Introduction:

Implanting subcutaneous loop recorders for detecting arrhythmias in syncope or cryptogenic stroke is common. However, the accuracy of current algorithms used to detect arrhythmias is low. This leads to a large number of false classifications and requires high manual effort to correct for these errors. Recent advances in deep learning (DL) show a significant improvement in time series classification. In this work we evaluated the performance of latest DL methods to classify data from patients that were monitored with the Biotronik home monitoring system. 

Method:

535  electrocardiograms (ECG)recorded by implantable loop recorders were labeled for correct diagnosis by a senior cardiologist. The labelled data were used for training various deep learning models subcategorizable into one-vs.-all artefact classifiers and 9-class single-label-classification.

Results:

With the one-vs.-all artefact classifier a high specificity of diagnosing artefacts with 95 % F1-score could be achieved and after additional model tuning, the single-label-classifier achieved the same results. For the single-label classifier acceptable rates for atrial fibrillation and supraventricular tachycardia were achieved, both with 86 % F1-score. Additional model tuning improved the respective F1-score to almost 100 % for supraventricular tachycardia, artefacts and sinus tachycardia. For ventricular arrhythmias the method failed to identify such as their occurrence is rare and the amount of training data was scarce.

Conclusion:

Using DL models greatly improves the recall and precision of ECGs classification for artefacts, sinus tachycardias and supraventricular tachycardias and therefore can assist greatly at improving specificity of currently deployed algorithms. For atrial fibrillation and differentiation from ventricular or supraventricular extrasystolie these algorithms can still be improved. Gaining high specificity for ventricular tachycardia is difficult due to its rareness for labeling and training.

## Tasks for this exercise
1. According to the loop recorder abstract, how many electrocardiograms did a senior cardiologist label?
2. Copy the loop recorder abstract word for word from "Implanting subcutaneous loop" to "and 9-class single-label-classification.".

## Supplied material
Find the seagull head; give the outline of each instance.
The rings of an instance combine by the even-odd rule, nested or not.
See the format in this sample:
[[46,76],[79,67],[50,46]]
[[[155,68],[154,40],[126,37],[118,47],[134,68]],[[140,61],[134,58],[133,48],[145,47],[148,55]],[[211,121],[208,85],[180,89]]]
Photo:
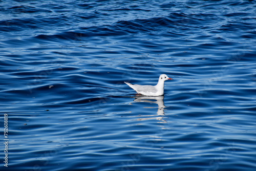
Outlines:
[[173,80],[173,78],[169,78],[167,77],[167,75],[166,75],[165,74],[162,74],[159,77],[159,80],[161,80],[161,81],[166,81],[168,79],[170,79],[170,80]]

## Numbered answers
1. 535 electrocardiograms.

2.
Implanting subcutaneous loop recorders for detecting arrhythmias in syncope or cryptogenic stroke is common. However, the accuracy of current algorithms used to detect arrhythmias is low. This leads to a large number of false classifications and requires high manual effort to correct for these errors. Recent advances in deep learning (DL) show a significant improvement in time series classification. In this work we evaluated the performance of latest DL methods to classify data from patients that were monitored with the Biotronik home monitoring system. 

Method:

535  electrocardiograms (ECG)recorded by implantable loop recorders were labeled for correct diagnosis by a senior cardiologist. The labelled data were used for training various deep learning models subcategorizable into one-vs.-all artefact classifiers and 9-class single-label-classification.